REQUIREMENT
Go through the entries that follow and count every line with the string "stone". Reply with the number only.

(Spatial localization data)
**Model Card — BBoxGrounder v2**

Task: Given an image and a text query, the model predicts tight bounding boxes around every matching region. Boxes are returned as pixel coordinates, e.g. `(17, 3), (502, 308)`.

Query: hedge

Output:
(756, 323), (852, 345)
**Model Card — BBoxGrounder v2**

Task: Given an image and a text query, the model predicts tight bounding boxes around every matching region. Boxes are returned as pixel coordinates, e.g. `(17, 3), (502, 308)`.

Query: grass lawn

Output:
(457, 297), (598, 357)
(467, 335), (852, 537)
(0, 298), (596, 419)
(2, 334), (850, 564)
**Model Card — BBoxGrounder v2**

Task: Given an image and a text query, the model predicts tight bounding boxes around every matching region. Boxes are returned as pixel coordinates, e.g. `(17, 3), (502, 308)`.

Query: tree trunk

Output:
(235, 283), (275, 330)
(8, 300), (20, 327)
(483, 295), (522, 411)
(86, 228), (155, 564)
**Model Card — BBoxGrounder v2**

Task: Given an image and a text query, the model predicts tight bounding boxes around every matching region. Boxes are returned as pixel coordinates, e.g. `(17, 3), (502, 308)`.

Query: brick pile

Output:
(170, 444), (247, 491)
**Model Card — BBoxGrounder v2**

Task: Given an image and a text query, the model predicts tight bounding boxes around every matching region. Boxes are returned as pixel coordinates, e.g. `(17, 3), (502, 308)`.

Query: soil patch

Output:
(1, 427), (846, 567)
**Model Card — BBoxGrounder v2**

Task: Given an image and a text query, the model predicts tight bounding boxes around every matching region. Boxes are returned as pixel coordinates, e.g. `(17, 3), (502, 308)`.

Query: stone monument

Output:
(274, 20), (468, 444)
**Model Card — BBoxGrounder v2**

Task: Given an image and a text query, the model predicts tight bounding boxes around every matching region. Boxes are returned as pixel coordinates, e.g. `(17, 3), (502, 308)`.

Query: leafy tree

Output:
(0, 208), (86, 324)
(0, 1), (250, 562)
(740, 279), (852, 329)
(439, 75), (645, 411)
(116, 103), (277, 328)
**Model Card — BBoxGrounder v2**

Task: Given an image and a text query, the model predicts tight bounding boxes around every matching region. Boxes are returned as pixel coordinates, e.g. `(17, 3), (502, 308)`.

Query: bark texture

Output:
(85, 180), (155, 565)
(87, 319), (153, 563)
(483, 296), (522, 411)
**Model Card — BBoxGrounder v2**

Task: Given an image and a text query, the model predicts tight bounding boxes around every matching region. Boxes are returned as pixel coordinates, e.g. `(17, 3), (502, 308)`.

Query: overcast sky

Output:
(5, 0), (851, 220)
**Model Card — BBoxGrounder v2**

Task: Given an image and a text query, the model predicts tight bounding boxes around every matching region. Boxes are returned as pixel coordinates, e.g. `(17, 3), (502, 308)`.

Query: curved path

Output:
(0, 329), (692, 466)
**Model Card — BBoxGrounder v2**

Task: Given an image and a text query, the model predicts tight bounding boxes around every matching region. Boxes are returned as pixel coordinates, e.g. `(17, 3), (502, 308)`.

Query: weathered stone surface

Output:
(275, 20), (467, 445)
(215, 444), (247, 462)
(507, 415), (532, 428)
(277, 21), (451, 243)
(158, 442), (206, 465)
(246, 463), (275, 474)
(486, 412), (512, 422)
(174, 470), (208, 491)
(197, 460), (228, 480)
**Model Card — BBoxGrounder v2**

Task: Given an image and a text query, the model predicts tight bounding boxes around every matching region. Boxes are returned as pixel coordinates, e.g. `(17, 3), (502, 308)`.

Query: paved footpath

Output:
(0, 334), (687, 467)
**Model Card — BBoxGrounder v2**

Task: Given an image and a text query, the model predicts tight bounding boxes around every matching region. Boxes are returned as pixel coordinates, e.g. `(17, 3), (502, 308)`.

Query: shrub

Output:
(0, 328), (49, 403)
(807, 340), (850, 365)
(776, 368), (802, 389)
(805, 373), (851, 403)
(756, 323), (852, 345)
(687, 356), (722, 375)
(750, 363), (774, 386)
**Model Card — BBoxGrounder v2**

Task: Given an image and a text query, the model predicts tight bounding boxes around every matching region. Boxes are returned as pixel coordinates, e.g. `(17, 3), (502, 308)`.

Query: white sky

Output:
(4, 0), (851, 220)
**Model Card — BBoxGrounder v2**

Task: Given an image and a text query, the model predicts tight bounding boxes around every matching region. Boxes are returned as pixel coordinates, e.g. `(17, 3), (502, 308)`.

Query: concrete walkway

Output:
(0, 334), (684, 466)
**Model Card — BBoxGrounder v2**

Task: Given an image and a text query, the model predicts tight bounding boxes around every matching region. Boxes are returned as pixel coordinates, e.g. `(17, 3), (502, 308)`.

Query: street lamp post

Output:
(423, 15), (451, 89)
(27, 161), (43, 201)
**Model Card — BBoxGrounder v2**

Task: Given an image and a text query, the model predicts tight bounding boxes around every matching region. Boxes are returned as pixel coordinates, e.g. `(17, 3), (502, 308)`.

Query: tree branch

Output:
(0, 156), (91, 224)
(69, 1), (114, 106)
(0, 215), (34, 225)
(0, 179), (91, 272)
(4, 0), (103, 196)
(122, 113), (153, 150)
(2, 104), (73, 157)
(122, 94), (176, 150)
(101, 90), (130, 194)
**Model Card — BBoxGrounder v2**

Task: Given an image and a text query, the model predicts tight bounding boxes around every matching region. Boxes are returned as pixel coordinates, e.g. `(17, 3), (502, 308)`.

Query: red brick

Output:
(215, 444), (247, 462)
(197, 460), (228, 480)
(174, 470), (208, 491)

SOLUTION FOR THIS TASK
2